GIVEN REQUEST >> Print each line of the data below verbatim, from the first line to the last.
____________
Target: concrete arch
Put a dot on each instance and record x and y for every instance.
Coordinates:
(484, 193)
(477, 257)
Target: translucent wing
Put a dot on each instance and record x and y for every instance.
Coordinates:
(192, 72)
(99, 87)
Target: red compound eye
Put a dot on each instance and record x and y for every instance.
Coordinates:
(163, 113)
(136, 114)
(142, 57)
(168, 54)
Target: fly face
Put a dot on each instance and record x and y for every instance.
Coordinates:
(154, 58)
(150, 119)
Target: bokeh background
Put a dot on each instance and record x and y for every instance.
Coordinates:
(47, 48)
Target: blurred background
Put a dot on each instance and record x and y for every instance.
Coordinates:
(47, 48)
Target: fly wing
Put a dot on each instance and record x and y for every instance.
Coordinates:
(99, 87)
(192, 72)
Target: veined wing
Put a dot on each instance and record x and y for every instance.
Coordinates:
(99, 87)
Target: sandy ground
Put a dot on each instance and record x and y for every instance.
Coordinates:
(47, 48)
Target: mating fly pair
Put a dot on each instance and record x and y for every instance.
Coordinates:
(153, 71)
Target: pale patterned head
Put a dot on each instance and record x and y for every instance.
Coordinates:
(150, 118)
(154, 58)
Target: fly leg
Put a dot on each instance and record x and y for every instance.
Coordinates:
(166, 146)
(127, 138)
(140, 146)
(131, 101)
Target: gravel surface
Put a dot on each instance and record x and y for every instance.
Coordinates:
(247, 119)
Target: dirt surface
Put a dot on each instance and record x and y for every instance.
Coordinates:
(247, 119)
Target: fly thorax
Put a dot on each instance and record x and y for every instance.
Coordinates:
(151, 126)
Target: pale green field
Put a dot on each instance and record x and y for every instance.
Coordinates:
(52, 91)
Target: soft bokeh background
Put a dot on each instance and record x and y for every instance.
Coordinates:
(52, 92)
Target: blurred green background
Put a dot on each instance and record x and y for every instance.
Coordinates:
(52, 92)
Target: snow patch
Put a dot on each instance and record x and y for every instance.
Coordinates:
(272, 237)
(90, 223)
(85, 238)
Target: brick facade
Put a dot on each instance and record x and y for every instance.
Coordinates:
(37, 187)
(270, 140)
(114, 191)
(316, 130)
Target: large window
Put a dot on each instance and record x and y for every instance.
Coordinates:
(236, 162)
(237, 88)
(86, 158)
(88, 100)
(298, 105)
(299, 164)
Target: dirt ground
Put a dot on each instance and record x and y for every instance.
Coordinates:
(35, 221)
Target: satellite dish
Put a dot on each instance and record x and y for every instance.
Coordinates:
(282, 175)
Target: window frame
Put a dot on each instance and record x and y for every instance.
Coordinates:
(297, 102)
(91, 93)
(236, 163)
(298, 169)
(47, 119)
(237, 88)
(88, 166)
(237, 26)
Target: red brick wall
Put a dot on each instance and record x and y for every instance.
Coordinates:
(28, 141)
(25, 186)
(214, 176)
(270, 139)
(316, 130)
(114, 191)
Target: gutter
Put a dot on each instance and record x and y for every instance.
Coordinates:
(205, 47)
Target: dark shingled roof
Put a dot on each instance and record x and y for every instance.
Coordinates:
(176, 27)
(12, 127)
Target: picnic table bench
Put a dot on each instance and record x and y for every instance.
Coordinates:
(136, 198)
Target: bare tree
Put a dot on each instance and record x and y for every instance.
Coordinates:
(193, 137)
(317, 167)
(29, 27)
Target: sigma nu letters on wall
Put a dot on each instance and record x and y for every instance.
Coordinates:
____________
COMPLETE OUTPUT >>
Target: concrete arch
Put a dot on each instance and record x and y for every instance.
Coordinates:
(484, 193)
(477, 257)
Target: translucent wing
Put a dot on each instance and record x and y for every instance.
Coordinates:
(192, 72)
(99, 87)
Target: red compound eye
Put a dot on each instance and record x and y for every instance.
Coordinates:
(163, 113)
(136, 114)
(142, 57)
(168, 54)
Target: fly face
Put a dot on each instance and record x and y for every instance.
Coordinates:
(154, 58)
(150, 119)
Target: bokeh background
Put a dot on each instance and record x and y for every instance.
Coordinates:
(47, 48)
Target: blurred background
Put a dot on each instance and record x and y for every instance.
Coordinates:
(47, 48)
Target: fly wing
Put a dot on each instance and record x and y for every instance.
Coordinates:
(99, 87)
(192, 72)
Target: veined wing
Put a dot on each instance and record x and y for every instance.
Coordinates:
(99, 87)
Target: sandy ground
Put a dot on each instance and record x and y for every instance.
Coordinates:
(47, 48)
Target: mating fly pair
Put a dot on each instance and record x and y for every instance.
Coordinates:
(153, 71)
Target: pale patterned head
Put a dot on each instance and record x and y for every instance.
Coordinates:
(150, 118)
(154, 58)
Target: fly leg
Put a dot on each instance and record x and y for every instance.
Coordinates:
(166, 146)
(127, 138)
(140, 146)
(131, 101)
Target: gravel surface
Put a dot on each instance and record x and y for every instance.
Coordinates:
(247, 119)
Target: dirt surface
Put a dot on each instance and record x and y for every instance.
Coordinates:
(247, 119)
Target: fly thorax
Put a dot on each instance and record x and y for every instance.
Coordinates:
(151, 126)
Target: pale green field
Put a dot on each instance and record x and y for every instance.
Coordinates:
(52, 91)
Target: soft bokeh background
Put a dot on each instance and record x and y for every instance.
Coordinates:
(52, 92)
Target: blurred green background
Put a dot on each instance and record x and y for every instance.
Coordinates:
(52, 92)
Target: snow patch
Put a dot on each instance and record x and y for every instance.
Coordinates:
(272, 237)
(90, 223)
(85, 238)
Target: brick facade
Put a dot on each instance and record x and y for every instance.
Coordinates:
(37, 187)
(270, 140)
(114, 191)
(316, 130)
Target: large window
Put a dot on each instance and record x and y for every instance.
Coordinates:
(236, 162)
(237, 88)
(86, 158)
(88, 100)
(298, 105)
(299, 164)
Target: dirt ground
Put a dot on each instance and record x and y for every instance.
Coordinates:
(35, 221)
Target: satellite dish
Put a dot on each instance and record x and y for every instance.
Coordinates:
(282, 175)
Target: window frame
Put a dot on each instance and record x and y for every instance.
Coordinates:
(297, 102)
(91, 93)
(236, 163)
(298, 169)
(47, 119)
(237, 88)
(88, 166)
(237, 26)
Target: red brick wall
Put a dot on each instance and record x and y for every instance.
Coordinates:
(28, 141)
(25, 186)
(214, 176)
(270, 139)
(316, 130)
(114, 191)
Target: gutter
Put a dot on each instance and record x and y for every instance.
Coordinates:
(205, 47)
Target: dark shingled roof
Put a dot on each instance and record x and y for every instance.
Coordinates:
(176, 27)
(12, 127)
Target: picnic table bench
Put a dot on each instance and record x and y for every instance.
Coordinates:
(136, 198)
Target: bare tree
Put a dot on each instance and record x and y for every instance.
Coordinates:
(193, 137)
(317, 167)
(29, 27)
Target: sigma nu letters on wall
Put a dot on each instance and record x and y for every instance.
Coordinates:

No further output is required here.